• Work task
Every single entry that follows is to be retyped exactly.

-*-*-

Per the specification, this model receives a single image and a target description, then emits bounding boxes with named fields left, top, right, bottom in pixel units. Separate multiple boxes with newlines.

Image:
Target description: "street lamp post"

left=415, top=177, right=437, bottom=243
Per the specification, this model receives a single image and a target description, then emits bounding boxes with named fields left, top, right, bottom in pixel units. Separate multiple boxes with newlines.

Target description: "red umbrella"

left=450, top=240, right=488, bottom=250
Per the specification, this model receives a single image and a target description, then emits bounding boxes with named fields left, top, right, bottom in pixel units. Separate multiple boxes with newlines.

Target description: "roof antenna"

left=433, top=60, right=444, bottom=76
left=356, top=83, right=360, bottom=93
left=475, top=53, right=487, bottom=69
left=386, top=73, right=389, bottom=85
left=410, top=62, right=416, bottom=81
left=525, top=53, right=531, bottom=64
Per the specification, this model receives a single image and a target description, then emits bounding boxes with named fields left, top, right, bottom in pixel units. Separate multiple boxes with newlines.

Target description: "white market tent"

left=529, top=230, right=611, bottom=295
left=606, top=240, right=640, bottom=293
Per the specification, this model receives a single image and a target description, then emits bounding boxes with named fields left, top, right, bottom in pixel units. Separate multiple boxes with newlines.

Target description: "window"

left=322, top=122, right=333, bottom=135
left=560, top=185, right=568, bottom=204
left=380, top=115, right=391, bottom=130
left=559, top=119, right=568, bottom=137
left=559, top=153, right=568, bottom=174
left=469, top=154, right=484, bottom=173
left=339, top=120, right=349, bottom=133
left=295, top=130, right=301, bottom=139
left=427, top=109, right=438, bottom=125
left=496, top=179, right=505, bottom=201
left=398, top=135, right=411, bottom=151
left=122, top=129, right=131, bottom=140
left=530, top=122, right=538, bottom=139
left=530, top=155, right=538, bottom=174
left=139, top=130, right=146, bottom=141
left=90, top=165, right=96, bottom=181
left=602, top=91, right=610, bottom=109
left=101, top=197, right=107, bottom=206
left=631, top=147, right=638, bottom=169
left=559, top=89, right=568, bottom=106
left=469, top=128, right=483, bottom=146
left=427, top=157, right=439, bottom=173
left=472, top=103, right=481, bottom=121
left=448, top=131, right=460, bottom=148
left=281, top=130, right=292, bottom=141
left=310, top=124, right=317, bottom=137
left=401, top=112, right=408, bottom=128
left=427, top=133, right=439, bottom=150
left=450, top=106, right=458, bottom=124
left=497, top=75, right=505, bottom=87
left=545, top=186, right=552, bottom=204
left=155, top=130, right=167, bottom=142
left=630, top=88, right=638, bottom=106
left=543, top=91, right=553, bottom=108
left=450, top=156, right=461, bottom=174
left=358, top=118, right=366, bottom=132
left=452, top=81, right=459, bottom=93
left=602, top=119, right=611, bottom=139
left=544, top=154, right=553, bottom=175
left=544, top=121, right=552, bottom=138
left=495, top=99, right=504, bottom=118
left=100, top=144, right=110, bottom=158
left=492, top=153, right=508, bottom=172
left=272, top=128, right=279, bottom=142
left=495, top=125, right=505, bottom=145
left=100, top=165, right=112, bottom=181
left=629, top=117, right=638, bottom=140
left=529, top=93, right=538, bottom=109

-*-*-

• Expected output
Per the specification, this model receives a single image and a target description, then emits bounding boxes with named fields left, top, right, bottom in pixel units. Separate multiple boxes with newlines.

Image:
Target description: "street lamp post"

left=415, top=177, right=437, bottom=243
Per the specification, this model receives a single image and a target description, then emits bounding boxes with named fields left, top, right, bottom in pixel units. Separate multiple boxes with newlines.

Target description: "red umbrella"

left=450, top=240, right=488, bottom=250
Per the specification, this model receives a single image and a target description, then emits bounding boxes with named fields left, top, right, bottom in pixel units. Separate multiple boxes with newlines.

Target description: "roof antenna"

left=433, top=60, right=444, bottom=76
left=356, top=83, right=360, bottom=93
left=475, top=53, right=487, bottom=69
left=386, top=73, right=389, bottom=85
left=410, top=62, right=416, bottom=81
left=525, top=53, right=531, bottom=64
Per the specification, this model receives a single image and a target description, then emits bounding boxes with named fields left, top, right, bottom in pixel units. Separate multiple boxes with newlines.

Target description: "white market tent"

left=529, top=230, right=611, bottom=295
left=606, top=240, right=640, bottom=293
Per the specification, this model receives a single image and a target description, then emits bounding boxes with named fields left, top, right, bottom in pixel units. Separate multiple boxes with newlines.

Target description: "window"

left=322, top=122, right=333, bottom=135
left=560, top=185, right=568, bottom=204
left=380, top=115, right=391, bottom=130
left=559, top=119, right=568, bottom=137
left=559, top=153, right=568, bottom=174
left=469, top=154, right=484, bottom=173
left=339, top=120, right=349, bottom=133
left=295, top=130, right=301, bottom=139
left=427, top=109, right=438, bottom=125
left=496, top=179, right=505, bottom=201
left=398, top=135, right=411, bottom=151
left=122, top=129, right=131, bottom=140
left=530, top=122, right=538, bottom=139
left=530, top=155, right=538, bottom=174
left=139, top=130, right=146, bottom=141
left=90, top=165, right=96, bottom=181
left=602, top=91, right=610, bottom=109
left=101, top=197, right=107, bottom=206
left=631, top=147, right=638, bottom=169
left=559, top=89, right=568, bottom=106
left=469, top=128, right=483, bottom=146
left=427, top=157, right=439, bottom=173
left=472, top=103, right=481, bottom=121
left=448, top=131, right=460, bottom=148
left=281, top=130, right=292, bottom=141
left=310, top=124, right=317, bottom=137
left=401, top=112, right=408, bottom=128
left=427, top=133, right=439, bottom=150
left=450, top=106, right=458, bottom=124
left=497, top=75, right=505, bottom=87
left=545, top=186, right=552, bottom=204
left=155, top=130, right=167, bottom=142
left=630, top=88, right=638, bottom=106
left=543, top=91, right=553, bottom=108
left=450, top=156, right=461, bottom=174
left=358, top=118, right=366, bottom=132
left=452, top=81, right=459, bottom=93
left=602, top=119, right=611, bottom=139
left=544, top=154, right=553, bottom=175
left=544, top=121, right=552, bottom=138
left=495, top=99, right=504, bottom=118
left=100, top=144, right=110, bottom=158
left=492, top=153, right=508, bottom=172
left=272, top=128, right=279, bottom=142
left=495, top=125, right=505, bottom=145
left=100, top=165, right=112, bottom=181
left=629, top=117, right=638, bottom=140
left=529, top=93, right=538, bottom=109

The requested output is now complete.